__TEXTO DE LEITURA__.
━━━
Não produzir provas contra si pode barrar câmeras corporais na polícia?

Principal argumento é o de que ninguém é obrigado a produzir provas contra si. A tese, no entanto, é criticada por juristas.

Foto: Antônio Cruz/ Agência Brasil -

A CSP (Comissão de Segurança Pública) da Câmara dos Deputados aprovou nesta terça-feira (17) um projeto de lei que prevê a proibição do uso de imagens de câmeras corporais de policiais como provas criminais contra agentes do Estado. O projeto segue tramitando. Principal argumento é o de que ninguém é obrigado a produzir provas contra si. A tese, no entanto, é criticada por juristas.

O principal argumento do projeto de lei 2339/2024 é o de que ninguém é obrigado a produzir provas contra si. O texto é de autoria do deputado Capitão Augusto (PL-SP), com relatoria do deputado Coronel Ulysses (União-AC). Ambos são, de ofício, oficiais das PMs de seus respectivos Estados.

Capitão Augusto escreveu no projeto que não pode ser admitido a utilização das imagens como provas contra PMs suspeitos de crimes.

“Não pode ser admitido que autoridades judiciárias e policiais utilizem qualquer imagem gerada por câmeras corporais dos policiais para fins de instrução de processos criminais contra os próprios policiais.”

Coronel Ulysses relatou que a utilização das câmeras é “revestida de sérios questionamentos jurídicos”. Segundo ele, policiais “correm o risco de que essas imagens sejam utilizadas para responsabilizá-los penal ou administrativamente, mesmo quando captadas sob coação”.

“A obrigatoriedade de câmeras corporais pode se tornar uma afronta direta às garantias fundamentais, comprometendo a proteção dos direitos dos agentes policiais do país”, disse o coronel Ulysses (União-AC).

O projeto de lei prevê que câmeras corporais de policiais poderão ser utilizadas em apenas duas finalidades. A primeira: treinamento e aprimoramento dos procedimentos operacionais dos agentes de segurança; a segunda: fiscalização interna e controle administrativo das ações policiais.

O texto inicial tinha apenas as PMs no escopo da proibição de utilização de imagens das bodycams. Na CSP, no entanto, os deputados aumentaram o escopo para todos os profissionais de segurança pública. Ou seja: polícias Militar, Civil, Federal, Rodoviária, Distrital e Municipal.
━━━
__DADOS BRUTOS__.
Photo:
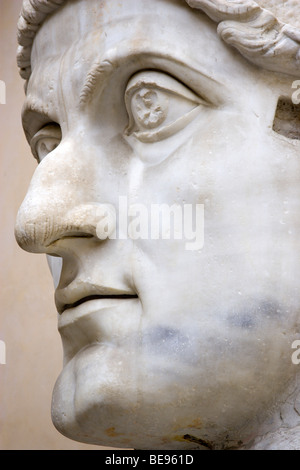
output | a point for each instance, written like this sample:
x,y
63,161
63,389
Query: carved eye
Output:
x,y
158,106
45,141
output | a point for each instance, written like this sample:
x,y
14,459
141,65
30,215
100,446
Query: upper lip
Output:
x,y
71,297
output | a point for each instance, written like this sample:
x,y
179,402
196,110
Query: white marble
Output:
x,y
168,345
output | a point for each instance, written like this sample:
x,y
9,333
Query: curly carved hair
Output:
x,y
263,36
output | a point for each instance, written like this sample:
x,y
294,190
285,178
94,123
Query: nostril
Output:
x,y
37,229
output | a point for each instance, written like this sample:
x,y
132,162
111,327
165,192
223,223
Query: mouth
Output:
x,y
96,297
79,293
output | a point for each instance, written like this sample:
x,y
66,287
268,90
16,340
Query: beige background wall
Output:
x,y
27,312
━━━
__OBJETIVO A__. Indique se cada afirmação abaixo está de acordo com o texto sobre câmeras corporais na polícia, respondendo "sim" ou "não" e citando literalmente o trecho que o comprova: (i) O projeto de lei foi aprovado pela Comissão de Segurança Pública da Câmara dos Deputados. (ii) O relator do projeto é o deputado Capitão Augusto. (iii) O texto inicial abrangia todos os profissionais de segurança pública.
__OBJETIVO B__. Prossiga o texto sobre câmeras corporais na polícia a partir da última frase apresentada.

__RESULTADO DO EXERCÍCIO A__.
(i) Sim: "A CSP (Comissão de Segurança Pública) da Câmara dos Deputados aprovou nesta terça-feira (17) um projeto de lei"
(ii) Não: "O texto é de autoria do deputado Capitão Augusto (PL-SP), com relatoria do deputado Coronel Ulysses (União-AC)."
(iii) Não: "O texto inicial tinha apenas as PMs no escopo da proibição de utilização de imagens das bodycams."

__RESULTADO DO EXERCÍCIO B__.
JURISTAS CRITICAM TEXTO

nesta terça-feira (17), a CSP da Câmara acelerou algumas pautas relacionadas à segurança pública. Especialistas entrevistados pela reportagem afirmam que bancada da bala quer usar o texto das bodycams para inocentar PMs flagrados em delito, aprovando o projeto “a toque de caixa”.

O advogado Humberto B. Fabretti, professor de Direito Penal da Universidade Mackenzie, afirma que o argumento não faz sentido do ponto de vista jurídico. “Demonstra desconhecimento sobre o sistema legal do país e sobre práticas de segurança pública”, afirma.

“No caso das câmeras não faz o menor sentido, pois as imagens não são uma colaboração do policial posterior à prática do crime, mas sim um instrumento elaborado exatamente para o controle da sua atuação”, disse Humberto B Fabretti, professor do Mackenzie.

Ainda de acordo com o professor, no que se refere às práticas de segurança pública, as câmeras corporais já são um case de sucesso. “Utilizado por todos as polícias modernas para segurança não só do policial como também do cidadão”, complementa.

O advogado Gabriel Sampaio, diretor de litigância e incidência da ONG Conectas Direitos Humanos, diz que o projeto é grave para a sociedade.

“É inconstitucional, inoportuno, descabido” e promove o “incentivo de ações abusivas, ilegais e arbitrárias de profissionais da segurança pública”, afirma.

“Todo esse debate desperta uma ideia para policiais e sociedade de que a ação abusiva tem que estar protegida. Se usam de algumas estratégias para comunicar essa ideia para a sociedade: de que o abuso não vai ser apurado”, disse o advogado Gabriel Sampaio.

Há uma outra ponta sobre o projeto. O especialista alerta que o texto, se aprovado, também vai impedir que as imagens das câmeras possam ser usadas a favor de policiais.

“Se vedar a produção de uma prova significa destruir a base do Processo Penal brasileiro. Descartar as imagens contaminaria esse modelo”, disse o advogado Gabriel Sampaio.

A desembargadora Ivana David, da 7ª Câmara Criminal do Tribunal de Justiça de São Paulo, também é crítica. Segundo ela, o texto, se aprovado, pode acabar com a funcionalidade das câmeras corporais em todo o país.

“Sem qualquer sombra de dúvidas, a lei, se aprovada, joga por terra o uso de câmeras no controle de validade da prova. Um desserviço ao sistema de segurança e Justiça”, disse a desembargadora Ivana David.

O QUE VAI ACONTECER COM O PROJETO?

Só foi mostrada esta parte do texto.